◆ **STATED GOAL 1**
Echo the S. Manueli photo thread word for word, everything from "WOW, love manueli's, never" down to "challenging to keep.".
◆ **STATED GOAL 2**
Write out the listing again, everything from its first line down to the line containing "[161,190,242,215]", with "lifting cable" replaced by "hoist cable" and all else unchanged.

◆ **PAGE EXTRACT**

....

# My S. Manueli Photo



## uranus (Oct 3, 2010)

this is my manueli's photo, please take a look...


----------



## hecks8094 (May 13, 2008)

looks niceee


----------



## jo3l (Nov 22, 2008)

WOW, love manueli's, never seen one in person but that one looks like a doozy. The red throat is so vivid, what do you feed him? 
how big is he?

Post more pics


----------



## SERRAPYGO (Feb 4, 2003)

Gorgeous lil' buggar! Good luck with him, they are challenging to keep.


----------



## Illuminati (Oct 21, 2010)

nice looking fish
how big is he


----------



## the_w8 (Jul 28, 2003)

looks to be around 6"ish or so...Love how red the gill plate it...I hope to get mine to be 10"+ With a lil TLC they can be a very awarding piranha.


----------



## Illuminati (Oct 21, 2010)

the_w8 said:


> looks to be around 6"ish or so...Love how red the gill plate it...I hope to get mine to be 10"+ With a lil TLC they can be a very awarding piranha.


Thanks


----------



## uranus (Oct 3, 2010)

thank u guys
it's about 5.5"
I always feed him small loach.

it's hard to take a good photo of it, coz it's very shy and sensitive.
I'll try to take some other photo thease days.


----------



## james79 (Sep 11, 2009)

very nice mate


----------



## Smoke (Sep 8, 2010)

Great color on that guy! Gills look very red even though the body still has its tiger stripes on it. How long have you had him?


----------



## impalass (Nov 20, 2009)

Very nice colour, definitely a keeper. Looks like you have risen to the challenge.


----------



## peru (Oct 19, 2008)

that manny looks good


----------



## Piranha_man (Jan 29, 2005)

As pointed out a few times already... very nice coloration!

Looking forward to seeing more of this fish.


----------



## FEEFA (Nov 19, 2007)

Sweet lil manny


----------



## hugoale1 (Jan 26, 2009)

wonder-manny







pretty colors


----------



## His Majesty (Apr 5, 2005)

nice lil manny


----------



## uranus (Oct 3, 2010)

thanks a lot


----------

....

◆ **INFORMATION SHOWN**
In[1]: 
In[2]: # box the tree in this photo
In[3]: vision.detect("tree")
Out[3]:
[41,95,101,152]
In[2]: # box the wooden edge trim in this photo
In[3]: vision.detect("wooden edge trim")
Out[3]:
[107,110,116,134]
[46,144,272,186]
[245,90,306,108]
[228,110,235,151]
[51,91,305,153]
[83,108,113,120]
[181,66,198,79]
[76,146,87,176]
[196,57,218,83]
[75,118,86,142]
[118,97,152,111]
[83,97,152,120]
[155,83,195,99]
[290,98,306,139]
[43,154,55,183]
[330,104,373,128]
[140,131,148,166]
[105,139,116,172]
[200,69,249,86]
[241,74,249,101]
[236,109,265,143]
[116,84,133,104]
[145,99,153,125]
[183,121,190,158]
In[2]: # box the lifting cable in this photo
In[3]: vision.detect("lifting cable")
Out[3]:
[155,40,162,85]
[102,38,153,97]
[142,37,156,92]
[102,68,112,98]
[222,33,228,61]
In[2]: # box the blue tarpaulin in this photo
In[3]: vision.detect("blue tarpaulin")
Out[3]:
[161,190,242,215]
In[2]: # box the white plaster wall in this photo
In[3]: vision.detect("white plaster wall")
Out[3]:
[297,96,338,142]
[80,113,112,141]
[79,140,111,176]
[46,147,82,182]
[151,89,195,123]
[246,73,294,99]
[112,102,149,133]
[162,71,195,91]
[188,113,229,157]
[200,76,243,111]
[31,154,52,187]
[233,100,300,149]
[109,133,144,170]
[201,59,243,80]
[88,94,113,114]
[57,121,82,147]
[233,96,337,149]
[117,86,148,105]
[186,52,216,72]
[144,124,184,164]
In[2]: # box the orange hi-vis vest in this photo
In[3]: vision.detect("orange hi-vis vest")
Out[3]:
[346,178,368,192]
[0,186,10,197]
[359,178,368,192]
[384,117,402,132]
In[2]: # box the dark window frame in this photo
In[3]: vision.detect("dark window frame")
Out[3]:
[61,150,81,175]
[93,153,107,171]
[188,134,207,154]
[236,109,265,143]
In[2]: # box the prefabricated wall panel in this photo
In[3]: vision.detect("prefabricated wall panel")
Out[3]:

....

◆ **FULL RESPONSE 1**
WOW, love manueli's, never seen one in person but that one looks like a doozy. The red throat is so vivid, what do you feed him? 
how big is he?

Post more pics


----------



## SERRAPYGO (Feb 4, 2003)

Gorgeous lil' buggar! Good luck with him, they are challenging to keep.

◆ **FULL RESPONSE 2**
In[1]: 
In[2]: # box the tree in this photo
In[3]: vision.detect("tree")
Out[3]:
[41,95,101,152]
In[2]: # box the wooden edge trim in this photo
In[3]: vision.detect("wooden edge trim")
Out[3]:
[107,110,116,134]
[46,144,272,186]
[245,90,306,108]
[228,110,235,151]
[51,91,305,153]
[83,108,113,120]
[181,66,198,79]
[76,146,87,176]
[196,57,218,83]
[75,118,86,142]
[118,97,152,111]
[83,97,152,120]
[155,83,195,99]
[290,98,306,139]
[43,154,55,183]
[330,104,373,128]
[140,131,148,166]
[105,139,116,172]
[200,69,249,86]
[241,74,249,101]
[236,109,265,143]
[116,84,133,104]
[145,99,153,125]
[183,121,190,158]
In[2]: # box the hoist cable in this photo
In[3]: vision.detect("hoist cable")
Out[3]:
[155,40,162,85]
[102,38,153,97]
[142,37,156,92]
[102,68,112,98]
[222,33,228,61]
In[2]: # box the blue tarpaulin in this photo
In[3]: vision.detect("blue tarpaulin")
Out[3]:
[161,190,242,215]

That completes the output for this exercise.